Swarm Mesh Troubleshoot help

Hello,
I tried to figure this out on my own and I read a few posts that touch on this same subject, but for some reason the posts I found just dont seem to complete (they stop at certain places). So, I’m asking for help to get me past the next step.
I am using Docker version 27.3.1, build ce12230 on 3 managers and 4 workers on RHEL9 each with 2 CPU’s and 16GB RAM.
I followed this walkthrough: Use Swarm mode routing mesh | Docker Docs
in that I did a

docker service create --name my-web --publish published=8080,target=80 --replicas 2 nginx

I can see which nodes are running the my-web. When I do a curl http://<nodename>:8080 it seems to reply every other time. Because it is two instances on different nodes, I tried to switch between each node every other time, thinking that maybe the first node is “busy” but it’s the same result.

Am I missing something here? In my mind, it should reply each and every single time. I even went so far as to curl http://<nodeIP>:8080 and it exhibits the same exact behavior, responding every other time. Any help would greatly appreciated as I’m somewhat new to Docker. I did follow another post where someone suggested docker inspect gw_bridge and see if the ip of gw_bridge responds to port 8080 requests and that did not work for me.

Thank you in advance,
AB

just an idea. Are you sure all the mentioned required ports are open between the nodes?

First thank you for the formatting. I failed on that one! LOL
second, yes (at least I hope so) all nodes have these ports open:
ports: 2377/tcp 7946/tcp 7946/udp 4789/tcp 4789/udp

Wait are you talking port 8080 and port 80?

No, I meant the ports in your previous message.

I’ll add them now and reply with results

ok, so all ports added, 8080 and 80, still same results, it will respond to every other curl, not each one. if I do a
curl http://<nodeName1>:8080 it responds
curl http://<nodeName2>:8080 will not respond/timeout
curl http://<nodeName2>:8080 responds
curl http://<nodename1>:8080 will not respond/timeout

I don’t know maybe, I’m missing something, I just expected to ‘hand-off’ requests round-robin so to speak if it was busy.

(Items listed in a dataset)
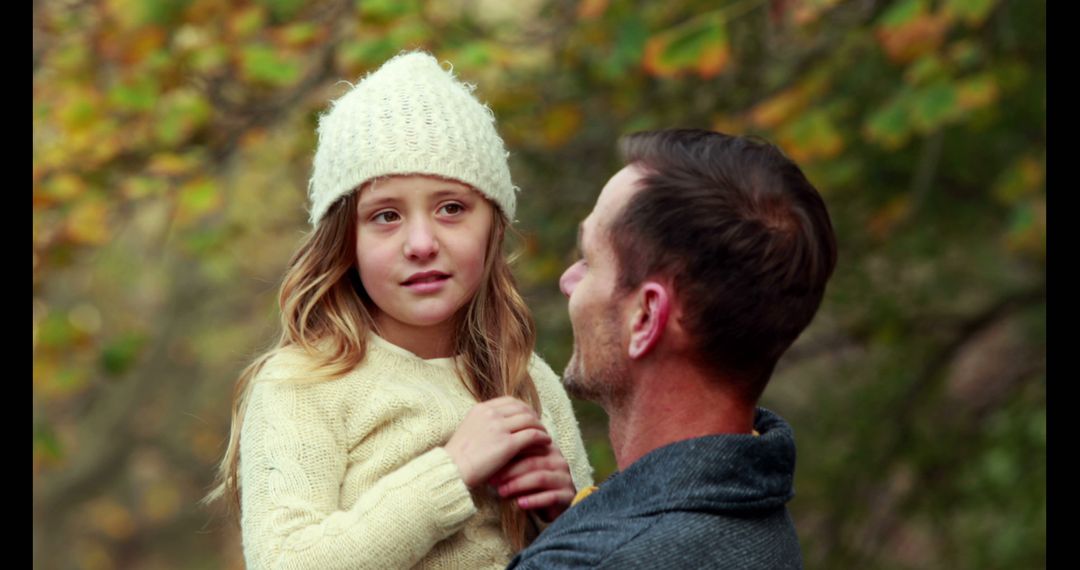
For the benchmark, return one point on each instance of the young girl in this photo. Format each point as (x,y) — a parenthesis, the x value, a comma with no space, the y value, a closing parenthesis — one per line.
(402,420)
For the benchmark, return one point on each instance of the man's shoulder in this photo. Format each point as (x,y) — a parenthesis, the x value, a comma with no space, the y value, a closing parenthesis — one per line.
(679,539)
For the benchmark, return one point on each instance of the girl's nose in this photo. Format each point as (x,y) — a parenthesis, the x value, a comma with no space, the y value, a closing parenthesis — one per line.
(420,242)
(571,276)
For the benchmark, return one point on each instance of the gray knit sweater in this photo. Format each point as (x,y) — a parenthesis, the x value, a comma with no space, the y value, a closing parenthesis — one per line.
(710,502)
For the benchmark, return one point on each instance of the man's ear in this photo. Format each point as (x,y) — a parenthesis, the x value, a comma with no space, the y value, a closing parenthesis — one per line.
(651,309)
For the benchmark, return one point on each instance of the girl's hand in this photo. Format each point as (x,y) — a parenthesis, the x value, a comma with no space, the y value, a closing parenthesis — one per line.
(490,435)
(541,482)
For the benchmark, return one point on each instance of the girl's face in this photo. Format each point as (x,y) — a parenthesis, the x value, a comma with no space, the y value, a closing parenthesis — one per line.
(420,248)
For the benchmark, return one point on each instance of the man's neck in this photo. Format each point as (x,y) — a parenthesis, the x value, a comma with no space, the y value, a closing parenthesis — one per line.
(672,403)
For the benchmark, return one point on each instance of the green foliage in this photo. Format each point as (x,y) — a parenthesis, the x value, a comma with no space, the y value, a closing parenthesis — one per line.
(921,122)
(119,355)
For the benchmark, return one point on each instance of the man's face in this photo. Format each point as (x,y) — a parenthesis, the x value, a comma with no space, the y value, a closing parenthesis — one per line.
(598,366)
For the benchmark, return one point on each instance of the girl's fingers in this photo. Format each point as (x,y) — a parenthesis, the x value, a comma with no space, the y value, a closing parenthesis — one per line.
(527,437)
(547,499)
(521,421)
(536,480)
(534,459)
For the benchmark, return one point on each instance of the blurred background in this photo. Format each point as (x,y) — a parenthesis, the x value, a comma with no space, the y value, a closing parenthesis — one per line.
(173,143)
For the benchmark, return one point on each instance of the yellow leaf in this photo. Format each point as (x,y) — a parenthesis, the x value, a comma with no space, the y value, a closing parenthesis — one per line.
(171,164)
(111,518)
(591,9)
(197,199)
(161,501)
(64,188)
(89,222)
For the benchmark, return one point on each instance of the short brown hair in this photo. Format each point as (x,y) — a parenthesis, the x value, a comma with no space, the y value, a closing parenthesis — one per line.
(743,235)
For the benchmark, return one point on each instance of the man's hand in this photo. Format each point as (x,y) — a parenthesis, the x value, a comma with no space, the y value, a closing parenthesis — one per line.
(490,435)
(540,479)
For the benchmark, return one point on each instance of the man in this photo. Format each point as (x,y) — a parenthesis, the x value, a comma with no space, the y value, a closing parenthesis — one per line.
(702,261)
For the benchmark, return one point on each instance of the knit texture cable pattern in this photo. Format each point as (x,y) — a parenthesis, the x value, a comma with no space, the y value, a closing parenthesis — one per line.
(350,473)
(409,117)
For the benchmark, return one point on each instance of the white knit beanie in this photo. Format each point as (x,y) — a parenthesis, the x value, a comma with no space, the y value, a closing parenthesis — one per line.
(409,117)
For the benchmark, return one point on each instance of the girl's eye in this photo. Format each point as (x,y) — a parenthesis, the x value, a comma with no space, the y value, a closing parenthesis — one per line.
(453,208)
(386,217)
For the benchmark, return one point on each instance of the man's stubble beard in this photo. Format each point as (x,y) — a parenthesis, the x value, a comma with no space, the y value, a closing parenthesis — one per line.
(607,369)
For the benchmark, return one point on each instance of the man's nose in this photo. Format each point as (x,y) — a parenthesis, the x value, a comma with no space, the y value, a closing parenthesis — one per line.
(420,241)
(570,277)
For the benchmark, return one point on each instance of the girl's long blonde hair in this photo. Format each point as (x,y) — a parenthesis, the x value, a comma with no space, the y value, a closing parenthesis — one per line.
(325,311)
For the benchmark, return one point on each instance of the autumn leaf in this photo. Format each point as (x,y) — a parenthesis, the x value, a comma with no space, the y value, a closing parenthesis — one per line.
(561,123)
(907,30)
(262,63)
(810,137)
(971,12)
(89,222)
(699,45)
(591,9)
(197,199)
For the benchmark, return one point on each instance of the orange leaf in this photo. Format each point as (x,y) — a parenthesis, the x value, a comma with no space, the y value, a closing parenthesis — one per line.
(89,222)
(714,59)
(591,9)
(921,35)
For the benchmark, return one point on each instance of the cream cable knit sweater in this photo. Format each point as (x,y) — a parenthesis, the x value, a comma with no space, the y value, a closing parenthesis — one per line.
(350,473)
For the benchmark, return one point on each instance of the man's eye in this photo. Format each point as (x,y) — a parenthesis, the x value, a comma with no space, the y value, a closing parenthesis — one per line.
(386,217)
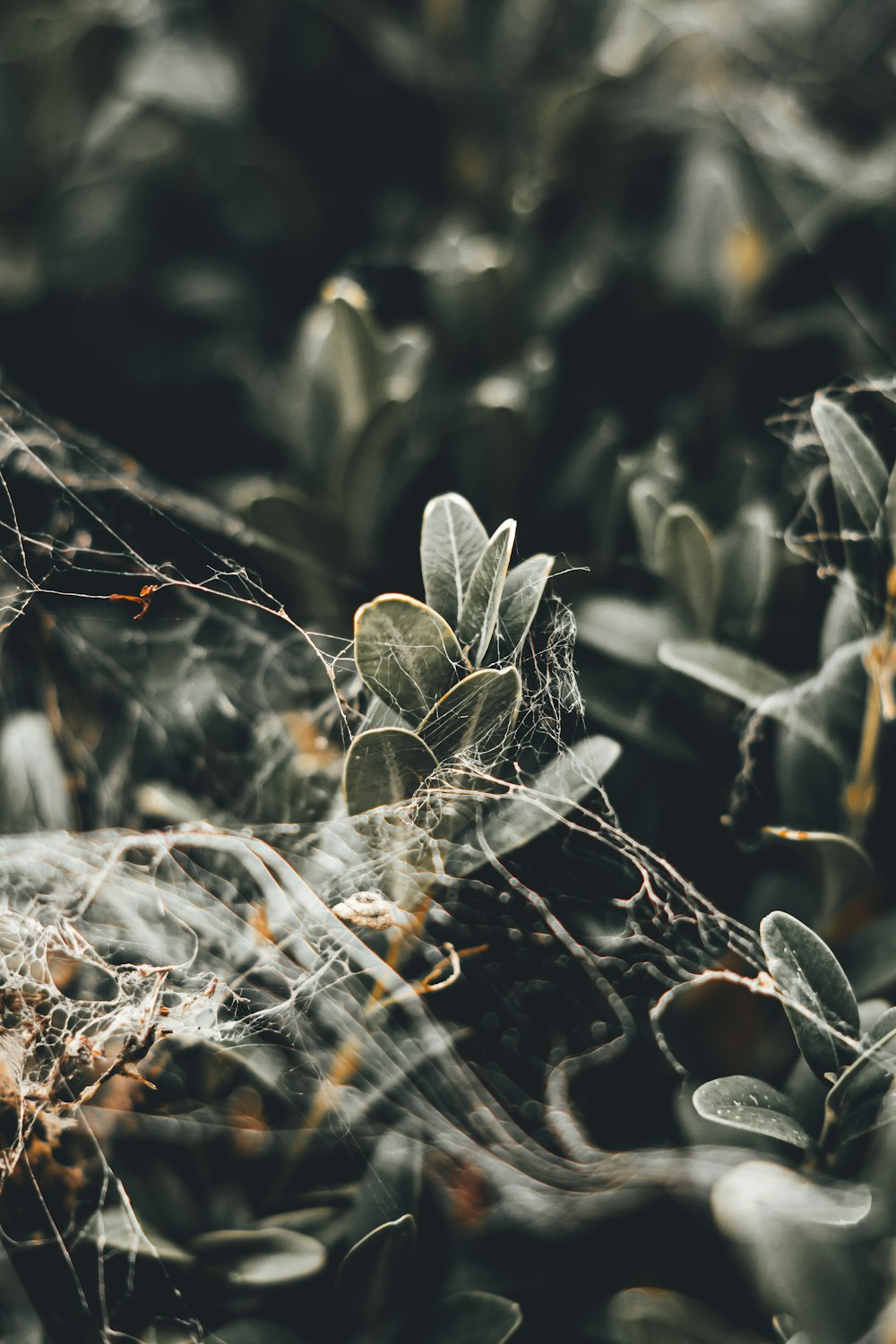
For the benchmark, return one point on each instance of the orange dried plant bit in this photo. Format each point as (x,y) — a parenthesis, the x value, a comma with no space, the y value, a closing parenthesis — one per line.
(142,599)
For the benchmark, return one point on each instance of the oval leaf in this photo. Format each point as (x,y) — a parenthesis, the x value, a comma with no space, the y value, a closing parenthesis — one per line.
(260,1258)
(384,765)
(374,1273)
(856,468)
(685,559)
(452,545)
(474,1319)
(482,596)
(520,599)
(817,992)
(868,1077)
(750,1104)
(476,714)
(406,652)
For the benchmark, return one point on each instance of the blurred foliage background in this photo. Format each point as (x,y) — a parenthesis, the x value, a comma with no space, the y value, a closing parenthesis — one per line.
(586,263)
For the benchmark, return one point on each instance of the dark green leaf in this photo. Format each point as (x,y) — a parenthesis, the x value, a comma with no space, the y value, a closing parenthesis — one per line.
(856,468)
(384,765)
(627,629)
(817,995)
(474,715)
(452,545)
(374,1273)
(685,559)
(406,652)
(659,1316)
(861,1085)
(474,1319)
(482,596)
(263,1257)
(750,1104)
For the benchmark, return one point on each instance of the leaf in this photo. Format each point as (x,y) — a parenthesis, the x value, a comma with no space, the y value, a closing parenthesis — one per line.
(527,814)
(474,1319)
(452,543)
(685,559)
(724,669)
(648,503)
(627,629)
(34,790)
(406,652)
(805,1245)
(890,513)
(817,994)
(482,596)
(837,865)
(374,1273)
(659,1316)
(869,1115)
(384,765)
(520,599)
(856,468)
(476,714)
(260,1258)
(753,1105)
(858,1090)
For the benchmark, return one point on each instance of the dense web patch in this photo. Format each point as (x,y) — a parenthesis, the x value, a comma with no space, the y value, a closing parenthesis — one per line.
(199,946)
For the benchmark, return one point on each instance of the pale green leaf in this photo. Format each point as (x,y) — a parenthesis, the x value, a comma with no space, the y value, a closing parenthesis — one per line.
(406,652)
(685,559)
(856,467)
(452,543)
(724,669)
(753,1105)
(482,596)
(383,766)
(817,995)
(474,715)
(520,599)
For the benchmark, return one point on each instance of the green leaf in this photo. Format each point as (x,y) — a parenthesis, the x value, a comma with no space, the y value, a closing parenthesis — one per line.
--
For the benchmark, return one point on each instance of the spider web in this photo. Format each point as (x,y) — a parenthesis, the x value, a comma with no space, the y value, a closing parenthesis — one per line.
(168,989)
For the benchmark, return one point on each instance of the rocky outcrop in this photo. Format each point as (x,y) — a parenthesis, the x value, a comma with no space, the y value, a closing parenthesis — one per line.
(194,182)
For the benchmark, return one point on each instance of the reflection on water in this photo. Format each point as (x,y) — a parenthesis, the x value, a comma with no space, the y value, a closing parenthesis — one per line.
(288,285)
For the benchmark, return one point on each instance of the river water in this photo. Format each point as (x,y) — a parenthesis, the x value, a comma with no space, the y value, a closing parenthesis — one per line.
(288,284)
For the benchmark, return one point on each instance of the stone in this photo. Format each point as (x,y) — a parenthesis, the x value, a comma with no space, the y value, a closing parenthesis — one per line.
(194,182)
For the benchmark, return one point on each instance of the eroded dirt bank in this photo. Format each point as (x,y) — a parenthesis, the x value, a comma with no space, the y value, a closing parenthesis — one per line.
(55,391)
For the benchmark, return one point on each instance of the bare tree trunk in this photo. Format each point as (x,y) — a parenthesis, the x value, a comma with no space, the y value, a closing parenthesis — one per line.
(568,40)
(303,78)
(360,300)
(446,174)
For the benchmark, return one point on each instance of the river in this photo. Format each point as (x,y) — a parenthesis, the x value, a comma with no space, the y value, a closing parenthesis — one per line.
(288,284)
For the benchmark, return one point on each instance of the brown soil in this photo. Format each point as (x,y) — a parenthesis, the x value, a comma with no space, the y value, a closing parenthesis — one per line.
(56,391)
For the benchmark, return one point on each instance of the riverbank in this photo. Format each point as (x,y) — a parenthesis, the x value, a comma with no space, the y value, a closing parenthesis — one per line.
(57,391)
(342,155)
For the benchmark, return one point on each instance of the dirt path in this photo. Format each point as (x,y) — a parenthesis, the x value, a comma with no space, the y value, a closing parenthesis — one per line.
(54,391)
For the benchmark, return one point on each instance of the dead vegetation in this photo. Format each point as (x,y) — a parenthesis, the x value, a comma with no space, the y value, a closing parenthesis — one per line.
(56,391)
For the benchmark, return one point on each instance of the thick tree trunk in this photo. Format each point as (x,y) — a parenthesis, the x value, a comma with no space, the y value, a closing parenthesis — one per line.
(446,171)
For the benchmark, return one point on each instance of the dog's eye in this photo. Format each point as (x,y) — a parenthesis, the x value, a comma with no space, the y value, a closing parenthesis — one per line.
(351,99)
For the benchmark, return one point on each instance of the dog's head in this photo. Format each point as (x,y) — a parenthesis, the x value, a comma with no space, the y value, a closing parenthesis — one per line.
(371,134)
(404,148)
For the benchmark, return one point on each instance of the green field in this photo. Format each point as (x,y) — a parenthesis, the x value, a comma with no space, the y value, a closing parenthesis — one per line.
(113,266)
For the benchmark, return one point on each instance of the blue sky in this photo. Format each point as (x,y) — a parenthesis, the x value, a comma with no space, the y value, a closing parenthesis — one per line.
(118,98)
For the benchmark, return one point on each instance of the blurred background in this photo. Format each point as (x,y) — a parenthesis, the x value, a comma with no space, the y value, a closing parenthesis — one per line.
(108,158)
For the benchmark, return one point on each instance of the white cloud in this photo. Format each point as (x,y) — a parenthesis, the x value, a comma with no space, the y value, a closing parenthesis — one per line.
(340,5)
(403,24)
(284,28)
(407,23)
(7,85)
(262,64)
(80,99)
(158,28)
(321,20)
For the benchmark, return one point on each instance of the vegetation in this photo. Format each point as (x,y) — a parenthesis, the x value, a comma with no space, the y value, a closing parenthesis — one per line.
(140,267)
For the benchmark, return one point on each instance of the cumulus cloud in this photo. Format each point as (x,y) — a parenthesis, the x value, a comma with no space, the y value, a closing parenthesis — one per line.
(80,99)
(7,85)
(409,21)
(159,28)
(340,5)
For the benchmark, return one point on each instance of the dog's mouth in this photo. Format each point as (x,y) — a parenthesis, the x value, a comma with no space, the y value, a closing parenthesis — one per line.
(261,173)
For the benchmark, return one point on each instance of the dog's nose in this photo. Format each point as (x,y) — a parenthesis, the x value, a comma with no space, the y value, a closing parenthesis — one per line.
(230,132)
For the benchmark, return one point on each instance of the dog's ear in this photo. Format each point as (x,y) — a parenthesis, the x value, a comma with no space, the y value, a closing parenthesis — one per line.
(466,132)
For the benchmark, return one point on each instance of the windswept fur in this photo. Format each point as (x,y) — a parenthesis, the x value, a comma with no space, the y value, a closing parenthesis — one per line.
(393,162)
* * *
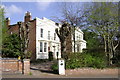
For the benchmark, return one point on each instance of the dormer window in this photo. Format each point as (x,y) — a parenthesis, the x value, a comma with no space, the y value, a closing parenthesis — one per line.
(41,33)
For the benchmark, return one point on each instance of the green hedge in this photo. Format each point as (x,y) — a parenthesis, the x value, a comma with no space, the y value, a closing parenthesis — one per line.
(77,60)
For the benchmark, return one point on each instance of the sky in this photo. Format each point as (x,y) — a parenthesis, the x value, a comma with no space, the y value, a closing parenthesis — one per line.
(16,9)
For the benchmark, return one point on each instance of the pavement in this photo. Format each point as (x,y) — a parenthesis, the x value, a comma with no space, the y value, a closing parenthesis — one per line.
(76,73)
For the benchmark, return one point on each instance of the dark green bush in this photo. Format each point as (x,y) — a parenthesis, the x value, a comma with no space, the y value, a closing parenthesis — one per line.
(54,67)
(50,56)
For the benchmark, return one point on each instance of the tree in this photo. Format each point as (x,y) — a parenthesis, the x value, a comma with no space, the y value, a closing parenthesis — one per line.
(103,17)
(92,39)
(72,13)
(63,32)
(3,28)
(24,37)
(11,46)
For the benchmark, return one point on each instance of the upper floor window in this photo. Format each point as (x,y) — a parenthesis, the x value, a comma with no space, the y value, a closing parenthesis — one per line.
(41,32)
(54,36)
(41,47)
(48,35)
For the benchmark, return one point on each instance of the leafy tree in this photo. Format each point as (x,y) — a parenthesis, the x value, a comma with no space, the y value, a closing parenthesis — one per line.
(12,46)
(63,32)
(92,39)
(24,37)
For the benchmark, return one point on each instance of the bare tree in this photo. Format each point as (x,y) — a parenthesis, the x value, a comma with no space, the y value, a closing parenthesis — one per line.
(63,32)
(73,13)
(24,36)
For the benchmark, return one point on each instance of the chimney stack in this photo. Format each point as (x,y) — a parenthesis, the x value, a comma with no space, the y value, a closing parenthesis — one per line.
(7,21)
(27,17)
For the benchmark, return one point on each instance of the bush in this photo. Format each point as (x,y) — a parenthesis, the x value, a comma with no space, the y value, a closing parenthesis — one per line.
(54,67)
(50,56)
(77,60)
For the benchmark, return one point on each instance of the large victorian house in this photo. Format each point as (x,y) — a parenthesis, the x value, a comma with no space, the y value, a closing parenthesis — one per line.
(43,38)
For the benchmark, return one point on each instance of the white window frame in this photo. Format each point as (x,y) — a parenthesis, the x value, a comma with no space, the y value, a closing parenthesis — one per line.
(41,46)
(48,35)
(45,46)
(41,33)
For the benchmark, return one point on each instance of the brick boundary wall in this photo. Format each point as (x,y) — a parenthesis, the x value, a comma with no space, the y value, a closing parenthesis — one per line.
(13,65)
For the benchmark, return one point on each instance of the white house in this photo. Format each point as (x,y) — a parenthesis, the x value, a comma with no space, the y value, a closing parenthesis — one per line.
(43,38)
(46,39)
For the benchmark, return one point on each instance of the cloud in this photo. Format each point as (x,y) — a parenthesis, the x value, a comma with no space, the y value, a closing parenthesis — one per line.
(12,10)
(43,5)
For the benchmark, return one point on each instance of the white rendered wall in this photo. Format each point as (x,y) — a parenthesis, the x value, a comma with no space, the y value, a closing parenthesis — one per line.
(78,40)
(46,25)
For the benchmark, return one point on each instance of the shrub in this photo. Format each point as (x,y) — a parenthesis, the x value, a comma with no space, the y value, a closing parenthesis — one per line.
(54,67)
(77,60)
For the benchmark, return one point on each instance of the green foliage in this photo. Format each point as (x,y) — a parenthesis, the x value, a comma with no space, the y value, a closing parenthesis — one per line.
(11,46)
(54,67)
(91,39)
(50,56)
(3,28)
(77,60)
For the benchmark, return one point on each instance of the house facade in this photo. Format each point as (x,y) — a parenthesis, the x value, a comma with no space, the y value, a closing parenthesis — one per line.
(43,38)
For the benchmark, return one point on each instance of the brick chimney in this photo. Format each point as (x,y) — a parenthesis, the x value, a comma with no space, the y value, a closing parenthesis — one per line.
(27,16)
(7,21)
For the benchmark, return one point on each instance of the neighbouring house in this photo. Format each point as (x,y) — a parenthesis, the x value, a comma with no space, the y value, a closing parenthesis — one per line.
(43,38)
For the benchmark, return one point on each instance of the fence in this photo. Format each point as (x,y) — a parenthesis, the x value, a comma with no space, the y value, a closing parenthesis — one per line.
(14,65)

__To do__.
**A)** Write out the whole Docker Swarm routing mesh thread above, word for word.
**B)** Please pick out every line of the records that contains the word "cable", and copy each of those lines.

__Results for each task__.
**A)**
Swarm Mesh Troubleshoot help

Hello,
I tried to figure this out on my own and I read a few posts that touch on this same subject, but for some reason the posts I found just dont seem to complete (they stop at certain places). So, I’m asking for help to get me past the next step.
I am using Docker version 27.3.1, build ce12230 on 3 managers and 4 workers on RHEL9 each with 2 CPU’s and 16GB RAM.
I followed this walkthrough: Use Swarm mode routing mesh | Docker Docs
in that I did a

docker service create --name my-web --publish published=8080,target=80 --replicas 2 nginx

I can see which nodes are running the my-web. When I do a curl http://<nodename>:8080 it seems to reply every other time. Because it is two instances on different nodes, I tried to switch between each node every other time, thinking that maybe the first node is “busy” but it’s the same result.

Am I missing something here? In my mind, it should reply each and every single time. I even went so far as to curl http://<nodeIP>:8080 and it exhibits the same exact behavior, responding every other time. Any help would greatly appreciated as I’m somewhat new to Docker. I did follow another post where someone suggested docker inspect gw_bridge and see if the ip of gw_bridge responds to port 8080 requests and that did not work for me.

Thank you in advance,
AB

just an idea. Are you sure all the mentioned required ports are open between the nodes?

First thank you for the formatting. I failed on that one! LOL
second, yes (at least I hope so) all nodes have these ports open:
ports: 2377/tcp 7946/tcp 7946/udp 4789/tcp 4789/udp

Wait are you talking port 8080 and port 80?

No, I meant the ports in your previous message.

I’ll add them now and reply with results

ok, so all ports added, 8080 and 80, still same results, it will respond to every other curl, not each one. if I do a
curl http://<nodeName1>:8080 it responds
curl http://<nodeName2>:8080 will not respond/timeout
curl http://<nodeName2>:8080 responds
curl http://<nodename1>:8080 will not respond/timeout

I don’t know maybe, I’m missing something, I just expected to ‘hand-off’ requests round-robin so to speak if it was busy.

**B)**
For the benchmark, return one point on each instance of the knit texture cable pattern in this photo. Format each point as (x,y) — a parenthesis, the x value, a comma with no space, the y value, a closing parenthesis — one per line.
For the benchmark, return one point on each instance of the cream cable knit sweater in this photo. Format each point as (x,y) — a parenthesis, the x value, a comma with no space, the y value, a closing parenthesis — one per line.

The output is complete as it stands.